▸ Selected text

# under-chainstay U-brake: why?



## wedge (Jun 24, 2006)

I vaguely remember that design a long time ago but what was the thinking behind that?


----------



## Rumpfy (Dec 21, 2003)

Quite a few of us here have bikes with chain stay mounted U or Roller Cam brakes.

I don't quite recall the thinking behind why. Chain stays stiffer than seat stays?


----------



## Tracerboy (Oct 13, 2002)

I do remember.The under-stay u-brakes were located there because this area was stiffer than the traditional seat-stays. I guess that's why wish-bone rear stays appeared soon after,to stiffen up this area for the rear brakes.


----------



## shiggy (Dec 19, 1998)

wedge said:


> I vaguely remember that design a long time ago but what was the thinking behind that?


Chainstays were (are) stiffer than the seatstays. The cable run was straighter and less housing required. All together it could make for better performance (until it got muddy).


----------



## Fillet-brazed (Jan 13, 2004)

wedge said:


> I vaguely remember that design a long time ago but what was the thinking behind that?


Its stiffer down there. To have really powerful brakes you need a stiff mounting place otherwise you end up with brake lever mushiness.

The monostay might add a slight bit of stiffness to the seatstays (a brake bridge serves almost the same purpose braking-wise), but it lessens the torsional rigidity of the frame for singlespeeding type of loads. Especially on a Bontrager with that 1/2" or 5/8" diamter mono tube.


----------



## mtber3737 (Dec 23, 2004)

*This was the cat's meow at one time....*



Rumpfy said:


> Chain stays stiffer than seat stays?
> 
> 
> > According to Ross (Mr Salsa), the chain stays offerred a much stiffer mounting and would not flex under heavy braking.... unfortunately tended to clog up with mud in the wetter climates... we all can't live in SoCal!
> ...


----------



## Rumpfy (Dec 21, 2003)

mtber3737 said:


> Rumpfy said:
> 
> 
> > Chain stays stiffer than seat stays?
> ...


----------



## Boy named SSue (Jan 7, 2004)

wedge said:


> I vaguely remember that design a long time ago but what was the thinking behind that?


to make bikes from the late 80's easier to date.


----------



## mtber3737 (Dec 23, 2004)

*Unfair....unfair!!!!*



> Rumpfy: speaking of which!

▸ Data block
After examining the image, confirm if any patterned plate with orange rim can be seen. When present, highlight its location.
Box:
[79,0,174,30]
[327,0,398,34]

▸ Tasks to complete
(1) In the forum thread on under-chainstay U-brakes, what does shiggy say were the advantages of the cable run for brakes mounted on the chainstays?
(2) From the forum thread on under-chainstay U-brakes, extract the passage that begins at the words "## shiggy (Dec" and stops after "it got muddy).".

▸ Final answers
(1) The cable run was straighter, and less housing was required.

(2)
## shiggy (Dec 19, 1998)

wedge said:


> I vaguely remember that design a long time ago but what was the thinking behind that?


Chainstays were (are) stiffer than the seatstays. The cable run was straighter and less housing required. All together it could make for better performance (until it got muddy).